- [WHAT NEEDS TO BE DONE]:
Print all of the data below word for word, keeping every line and its order unchanged.
***** SOURCE DATA *****
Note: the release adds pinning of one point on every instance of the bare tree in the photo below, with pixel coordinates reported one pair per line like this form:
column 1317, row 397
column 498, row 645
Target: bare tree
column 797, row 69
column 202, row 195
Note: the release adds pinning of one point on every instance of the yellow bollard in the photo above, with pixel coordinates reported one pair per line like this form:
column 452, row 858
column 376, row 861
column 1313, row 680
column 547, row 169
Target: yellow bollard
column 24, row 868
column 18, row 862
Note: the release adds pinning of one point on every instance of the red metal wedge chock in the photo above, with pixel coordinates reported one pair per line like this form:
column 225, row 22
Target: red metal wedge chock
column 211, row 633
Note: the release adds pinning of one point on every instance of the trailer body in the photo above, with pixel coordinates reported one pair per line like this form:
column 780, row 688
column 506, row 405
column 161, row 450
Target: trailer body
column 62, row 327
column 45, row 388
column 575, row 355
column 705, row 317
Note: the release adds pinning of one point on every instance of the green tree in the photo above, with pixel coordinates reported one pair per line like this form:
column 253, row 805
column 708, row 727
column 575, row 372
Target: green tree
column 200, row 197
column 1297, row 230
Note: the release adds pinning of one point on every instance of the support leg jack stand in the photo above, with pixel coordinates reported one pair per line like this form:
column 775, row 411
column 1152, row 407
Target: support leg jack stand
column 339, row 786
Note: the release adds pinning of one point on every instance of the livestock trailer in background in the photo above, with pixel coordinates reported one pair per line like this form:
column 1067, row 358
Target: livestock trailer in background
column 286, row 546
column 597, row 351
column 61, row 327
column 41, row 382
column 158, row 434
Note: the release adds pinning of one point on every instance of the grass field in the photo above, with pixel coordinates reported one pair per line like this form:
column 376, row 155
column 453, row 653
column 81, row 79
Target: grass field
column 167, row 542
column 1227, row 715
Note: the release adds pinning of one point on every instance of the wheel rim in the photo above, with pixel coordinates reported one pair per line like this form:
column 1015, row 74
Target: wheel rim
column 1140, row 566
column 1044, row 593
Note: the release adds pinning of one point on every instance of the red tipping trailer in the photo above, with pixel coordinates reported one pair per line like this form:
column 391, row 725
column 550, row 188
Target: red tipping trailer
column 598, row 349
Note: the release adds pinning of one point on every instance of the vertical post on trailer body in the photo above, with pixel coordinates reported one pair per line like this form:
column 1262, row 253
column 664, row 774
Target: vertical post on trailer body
*****
- [REPLY]:
Note: the release adds pinning of one point on every instance of the bare tree in the photo below, with pixel coordinates reported one pair per line like this form:
column 1317, row 397
column 498, row 645
Target: bare tree
column 797, row 69
column 202, row 195
Note: the release adds pinning of one point on every instance of the yellow bollard in the photo above, with pixel coordinates reported one pair per line like this form:
column 452, row 858
column 376, row 861
column 1313, row 680
column 547, row 169
Target: yellow bollard
column 24, row 868
column 18, row 862
Note: the release adds pinning of one point on every instance of the red metal wedge chock in the photo above, with pixel coordinates reported one pair per line like this form:
column 225, row 22
Target: red metal wedge chock
column 211, row 633
Note: the release adds pinning of one point on every instance of the trailer body in the photo above, with pixel coordinates reported one pair per line like this form:
column 780, row 688
column 506, row 405
column 161, row 450
Target: trailer body
column 62, row 327
column 45, row 388
column 575, row 355
column 705, row 317
Note: the release adds pinning of one point on every instance of the green tree in the photo above, with pixel coordinates reported one pair per line like this form:
column 253, row 805
column 708, row 727
column 575, row 372
Target: green tree
column 200, row 197
column 1297, row 230
Note: the release adds pinning of one point on every instance of the support leg jack stand in the photo above, with pixel coordinates reported one pair per line like this form:
column 775, row 411
column 1152, row 407
Target: support leg jack stand
column 339, row 786
Note: the release adds pinning of one point on every instance of the livestock trailer in background in the photo above, with pixel coordinates reported one pair per line like this form:
column 1067, row 358
Target: livestock trailer in background
column 286, row 546
column 597, row 351
column 61, row 327
column 41, row 382
column 158, row 434
Note: the release adds pinning of one point on every instance of the grass field in the photo above, with pixel coordinates reported one pair per line like this form:
column 376, row 155
column 453, row 653
column 81, row 79
Target: grass field
column 167, row 542
column 1227, row 715
Note: the release adds pinning of one point on every instance of the wheel rim in the photo above, with pixel coordinates reported one pair per line like this form:
column 1015, row 74
Target: wheel rim
column 1140, row 566
column 1044, row 593
Note: the release adds pinning of one point on every instance of the red tipping trailer in the photo above, with pixel coordinates reported one pair per line like this form:
column 391, row 725
column 550, row 188
Target: red tipping trailer
column 598, row 349
Note: the release adds pinning of one point on every instance of the vertical post on trailer body in the photo above, with pixel coordinates reported one pair per line like this form:
column 1262, row 253
column 664, row 774
Target: vertical post on trailer body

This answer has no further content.